(Entries shown Opens)

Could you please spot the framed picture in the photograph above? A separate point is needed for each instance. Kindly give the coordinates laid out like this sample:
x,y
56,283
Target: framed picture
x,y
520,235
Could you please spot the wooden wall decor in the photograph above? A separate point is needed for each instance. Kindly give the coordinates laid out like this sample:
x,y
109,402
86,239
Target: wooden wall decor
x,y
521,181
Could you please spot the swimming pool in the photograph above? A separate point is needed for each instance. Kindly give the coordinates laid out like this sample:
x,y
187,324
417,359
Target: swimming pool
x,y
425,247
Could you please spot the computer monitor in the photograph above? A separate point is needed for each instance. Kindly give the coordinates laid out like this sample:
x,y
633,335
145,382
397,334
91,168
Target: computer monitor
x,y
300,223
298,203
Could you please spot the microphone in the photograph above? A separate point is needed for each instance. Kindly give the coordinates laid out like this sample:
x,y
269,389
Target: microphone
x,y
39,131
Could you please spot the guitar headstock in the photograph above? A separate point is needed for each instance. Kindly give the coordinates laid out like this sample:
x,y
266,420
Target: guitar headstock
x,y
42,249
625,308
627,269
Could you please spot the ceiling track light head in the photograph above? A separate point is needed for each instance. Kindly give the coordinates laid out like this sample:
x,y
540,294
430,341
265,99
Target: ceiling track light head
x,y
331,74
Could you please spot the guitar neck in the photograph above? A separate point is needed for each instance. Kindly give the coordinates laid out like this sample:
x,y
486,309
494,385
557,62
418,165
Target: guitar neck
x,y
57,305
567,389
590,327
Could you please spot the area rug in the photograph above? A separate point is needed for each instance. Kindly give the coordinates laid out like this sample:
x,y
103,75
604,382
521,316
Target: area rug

(Entries shown Closes)

Task details: Look through the entries and return each line that has the word "give" in it.

Task response:
Could you please spot the framed picture in the photograph above? A separate point is needed for each instance. Kindly give the coordinates laid out like this sample:
Could you please spot the wooden wall decor in the photograph above? A separate point is needed for each instance. Kindly give the coordinates laid out like this sample:
Could you please spot the swimming pool in the photograph above? A separate point is needed for each instance. Kindly give the coordinates laid out like this sample:
Could you please spot the computer monitor in the photograph above? A separate point is needed for each instance. Kindly give the coordinates laid out like this sample:
Could you please spot the microphone in the photograph above? A separate point is needed for each instance. Kindly give the coordinates laid out like this sample:
Could you please spot the guitar headstock in the photograph above? A separate point is needed for each instance. Kindly give the coordinates laid out like this sample:
Could you please spot the ceiling track light head in the photograph above? A separate point is needed for each instance. Kindly give the coordinates laid out like this sample:
Could you please spot the guitar neck in the photograph above? A separate point is needed for each instance. Kindly give the coordinates laid out like this sample:
Could you please spot the area rug in the photograph above? A separate point is needed for each instance. Kindly give the coordinates laid out like this sample:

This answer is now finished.